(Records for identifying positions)
::::::::
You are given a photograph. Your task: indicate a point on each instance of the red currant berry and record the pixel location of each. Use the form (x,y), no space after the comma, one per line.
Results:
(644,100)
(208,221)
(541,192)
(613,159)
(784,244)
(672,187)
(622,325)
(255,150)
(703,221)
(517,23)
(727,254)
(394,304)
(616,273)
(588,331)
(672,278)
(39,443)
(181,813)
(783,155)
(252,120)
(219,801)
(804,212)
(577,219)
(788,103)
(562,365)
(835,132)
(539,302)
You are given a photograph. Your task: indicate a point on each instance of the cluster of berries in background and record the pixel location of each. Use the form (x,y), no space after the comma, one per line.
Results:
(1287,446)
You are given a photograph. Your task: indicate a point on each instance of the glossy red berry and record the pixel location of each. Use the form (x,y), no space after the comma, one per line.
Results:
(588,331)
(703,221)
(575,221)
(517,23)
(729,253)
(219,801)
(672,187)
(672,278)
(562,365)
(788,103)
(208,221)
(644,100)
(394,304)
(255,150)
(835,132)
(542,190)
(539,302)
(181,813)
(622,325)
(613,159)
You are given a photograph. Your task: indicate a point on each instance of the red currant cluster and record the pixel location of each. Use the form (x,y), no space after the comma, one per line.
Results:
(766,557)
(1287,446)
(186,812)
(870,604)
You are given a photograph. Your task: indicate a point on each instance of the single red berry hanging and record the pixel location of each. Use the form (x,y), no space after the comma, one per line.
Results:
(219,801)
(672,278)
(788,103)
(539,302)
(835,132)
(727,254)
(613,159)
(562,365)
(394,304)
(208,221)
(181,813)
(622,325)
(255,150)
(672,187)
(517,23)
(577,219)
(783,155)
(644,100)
::::::::
• [STATED TASK]:
Copy out the records above with every "pixel location" switched to "image coordinates". Leave everything else unchanged.

• [SOLUTION TO THE PROBLEM]:
You are given a photograph. Your task: indicate a point on each instance of the red currant berry and record the image coordinates of each. Use the form (x,y), no space after the comma, one per line.
Results:
(644,100)
(208,221)
(541,192)
(613,159)
(784,244)
(672,187)
(622,325)
(255,150)
(703,221)
(517,23)
(727,254)
(394,304)
(616,273)
(588,331)
(672,278)
(39,443)
(181,813)
(783,155)
(252,120)
(219,801)
(804,212)
(577,219)
(788,103)
(562,365)
(835,132)
(539,302)
You are given a photograph. Your task: indicate a point on each instance of the cluster of berries in background and record the image coordinates of each. Use the form (x,y), no space after the comma, one per line.
Results:
(1287,446)
You are given a photograph. Your task: indicate a point on each instance of the glossy red berry and record the image coordinates of each. Use the form (x,y), no space after the comma, one per line.
Results:
(588,331)
(703,221)
(575,221)
(517,23)
(729,253)
(219,801)
(672,187)
(672,278)
(562,365)
(788,103)
(208,221)
(644,100)
(394,304)
(255,150)
(835,132)
(542,190)
(539,302)
(181,813)
(622,325)
(613,159)
You are given a photograph. Your task: indicate a point on each instance of the red currant cluster and record the image coordinates of each. Use the form (x,y), no space after the comma, one per line.
Results:
(766,557)
(1287,446)
(186,812)
(870,604)
You are given a photograph. Your task: indicate a point on each instance of the single red berry hanging and record the image coordinates of each. Use the form (x,y), no space after the comma, one per line.
Results:
(219,801)
(672,278)
(788,103)
(539,302)
(835,132)
(727,254)
(613,159)
(562,365)
(394,304)
(208,221)
(181,813)
(622,325)
(255,150)
(672,187)
(517,23)
(577,219)
(783,155)
(644,100)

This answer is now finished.